- _Source excerpt_
- - - -

So first thing: obviously I love it when people buy Rich by Retirement. But if you can’t afford it, or if you like to support your local library because libraries are great, I’ve found it’s available at a few branches of the National Library.
The reservation list is pretty long (so obviously they should buy more copies, am I right?!), but it’s here!
Hey FCS - I’m pretty disappointed that you posted this, and then went on to post more spam in the thread. In case I haven’t made it clear already, this is the wrong thread for you to post in; you’ll be better received in the FX threads on SSI, but posting more in this thread is just going to lead to you getting reported even more and banned even more.
Thanks for Shinythings and your reply!
But to be clear there is estate tax (or tax paid upon death by the beneficiaries) correct? And the figure I recall is 60k.
This ONLY applies to US-listed stocks. Not to IWDA, VWRD/A, whatever.
How about ETFs in HK - are these taxable? How do these compare with IWDA/VWRA ? thanks
As above. Not US-listed, no estate tax.

- - - -

- _Your objective_
Shorten the paragraph in the forum thread above that starts "So first thing," keeping its main facts.

- _Data shown_
- - - -

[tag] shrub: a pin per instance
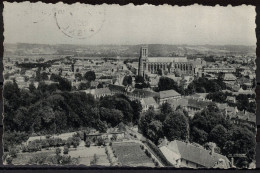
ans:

- - - -

- _Answer for this exercise_
The writer loves it when people buy Rich by Retirement. Anyone who can't afford it, or who likes supporting their local library, can find it at a few National Library branches.